START DATA TO EXAMINE

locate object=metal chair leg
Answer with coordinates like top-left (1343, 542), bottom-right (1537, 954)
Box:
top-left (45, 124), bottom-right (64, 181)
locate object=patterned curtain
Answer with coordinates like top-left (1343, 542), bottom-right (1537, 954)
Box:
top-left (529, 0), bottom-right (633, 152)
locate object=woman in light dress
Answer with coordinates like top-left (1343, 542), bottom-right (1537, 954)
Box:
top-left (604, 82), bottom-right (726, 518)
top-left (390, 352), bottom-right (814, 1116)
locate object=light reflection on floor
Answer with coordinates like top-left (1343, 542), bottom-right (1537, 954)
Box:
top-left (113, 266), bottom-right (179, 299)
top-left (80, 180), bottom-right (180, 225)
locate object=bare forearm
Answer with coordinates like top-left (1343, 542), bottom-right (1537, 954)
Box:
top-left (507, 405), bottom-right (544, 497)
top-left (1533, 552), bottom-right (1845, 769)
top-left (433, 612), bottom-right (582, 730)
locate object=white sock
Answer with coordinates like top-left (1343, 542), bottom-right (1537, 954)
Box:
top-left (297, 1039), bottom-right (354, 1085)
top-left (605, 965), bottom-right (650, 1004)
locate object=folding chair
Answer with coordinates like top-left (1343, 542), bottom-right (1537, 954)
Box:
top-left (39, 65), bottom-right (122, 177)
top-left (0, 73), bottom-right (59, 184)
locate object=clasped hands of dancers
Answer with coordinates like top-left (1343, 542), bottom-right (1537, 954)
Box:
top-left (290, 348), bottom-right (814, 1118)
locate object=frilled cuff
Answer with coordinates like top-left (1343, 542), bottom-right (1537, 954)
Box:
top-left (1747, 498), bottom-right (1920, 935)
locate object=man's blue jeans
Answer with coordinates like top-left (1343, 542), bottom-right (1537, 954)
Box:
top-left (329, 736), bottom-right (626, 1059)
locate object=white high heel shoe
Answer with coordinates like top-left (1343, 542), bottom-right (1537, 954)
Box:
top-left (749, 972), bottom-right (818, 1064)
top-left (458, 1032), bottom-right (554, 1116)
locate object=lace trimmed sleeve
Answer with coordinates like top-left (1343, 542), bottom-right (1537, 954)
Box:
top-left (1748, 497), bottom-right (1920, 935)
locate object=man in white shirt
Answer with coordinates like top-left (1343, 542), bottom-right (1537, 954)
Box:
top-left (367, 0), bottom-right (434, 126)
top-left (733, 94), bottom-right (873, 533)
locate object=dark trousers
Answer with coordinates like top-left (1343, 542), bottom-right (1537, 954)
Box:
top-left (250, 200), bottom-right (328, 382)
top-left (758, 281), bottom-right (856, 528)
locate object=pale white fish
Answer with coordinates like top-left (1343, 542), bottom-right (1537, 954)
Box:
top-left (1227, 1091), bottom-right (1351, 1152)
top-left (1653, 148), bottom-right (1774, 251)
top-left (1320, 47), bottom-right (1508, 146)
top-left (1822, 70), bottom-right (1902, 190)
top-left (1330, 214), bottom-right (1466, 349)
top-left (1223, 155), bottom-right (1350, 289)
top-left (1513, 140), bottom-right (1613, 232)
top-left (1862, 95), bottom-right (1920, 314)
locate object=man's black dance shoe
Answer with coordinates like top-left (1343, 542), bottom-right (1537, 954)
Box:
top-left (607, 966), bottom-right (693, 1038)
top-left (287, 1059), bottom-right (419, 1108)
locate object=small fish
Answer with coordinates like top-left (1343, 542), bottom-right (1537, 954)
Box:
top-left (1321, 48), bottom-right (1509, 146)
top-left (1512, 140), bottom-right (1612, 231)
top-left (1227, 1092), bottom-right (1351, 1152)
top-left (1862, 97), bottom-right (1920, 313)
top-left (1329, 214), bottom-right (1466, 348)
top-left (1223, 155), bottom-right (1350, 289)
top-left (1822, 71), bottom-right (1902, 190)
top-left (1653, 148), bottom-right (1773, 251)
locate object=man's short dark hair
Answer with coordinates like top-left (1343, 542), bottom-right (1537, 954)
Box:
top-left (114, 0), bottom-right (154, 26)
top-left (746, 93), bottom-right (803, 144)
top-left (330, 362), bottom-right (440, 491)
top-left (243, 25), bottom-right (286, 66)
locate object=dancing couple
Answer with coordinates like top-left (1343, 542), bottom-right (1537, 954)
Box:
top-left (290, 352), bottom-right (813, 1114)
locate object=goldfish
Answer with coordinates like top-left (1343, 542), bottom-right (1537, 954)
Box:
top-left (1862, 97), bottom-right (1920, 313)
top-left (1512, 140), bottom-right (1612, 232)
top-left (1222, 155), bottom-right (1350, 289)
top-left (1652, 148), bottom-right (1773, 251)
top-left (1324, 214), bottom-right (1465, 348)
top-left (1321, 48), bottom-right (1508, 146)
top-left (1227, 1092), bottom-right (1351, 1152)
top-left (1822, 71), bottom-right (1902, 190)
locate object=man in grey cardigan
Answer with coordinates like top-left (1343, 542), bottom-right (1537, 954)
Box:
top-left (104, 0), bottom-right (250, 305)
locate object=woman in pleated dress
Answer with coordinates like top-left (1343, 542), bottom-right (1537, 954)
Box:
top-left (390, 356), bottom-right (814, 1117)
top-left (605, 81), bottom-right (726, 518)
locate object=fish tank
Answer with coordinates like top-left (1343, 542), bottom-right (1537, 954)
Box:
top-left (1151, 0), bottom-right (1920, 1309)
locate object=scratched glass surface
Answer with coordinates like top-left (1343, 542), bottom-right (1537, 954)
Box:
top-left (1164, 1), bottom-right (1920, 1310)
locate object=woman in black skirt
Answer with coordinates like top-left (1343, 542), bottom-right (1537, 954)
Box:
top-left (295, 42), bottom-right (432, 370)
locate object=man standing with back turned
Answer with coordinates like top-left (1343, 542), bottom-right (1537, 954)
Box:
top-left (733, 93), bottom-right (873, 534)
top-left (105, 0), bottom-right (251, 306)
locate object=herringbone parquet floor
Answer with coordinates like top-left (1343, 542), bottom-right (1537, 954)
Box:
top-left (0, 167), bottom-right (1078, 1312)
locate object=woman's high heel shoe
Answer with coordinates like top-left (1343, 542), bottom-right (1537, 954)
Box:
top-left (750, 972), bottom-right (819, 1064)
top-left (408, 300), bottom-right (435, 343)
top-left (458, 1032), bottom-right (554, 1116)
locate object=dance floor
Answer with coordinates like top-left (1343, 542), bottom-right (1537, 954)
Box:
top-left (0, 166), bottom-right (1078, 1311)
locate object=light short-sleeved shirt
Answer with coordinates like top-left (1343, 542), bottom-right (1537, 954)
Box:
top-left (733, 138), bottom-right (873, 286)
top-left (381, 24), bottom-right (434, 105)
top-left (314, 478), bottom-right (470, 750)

END DATA TO EXAMINE

*WORK INSTRUCTIONS*
Determine how many lines above hold the word "heel", then give only that number.

*TASK SOLUTION*
2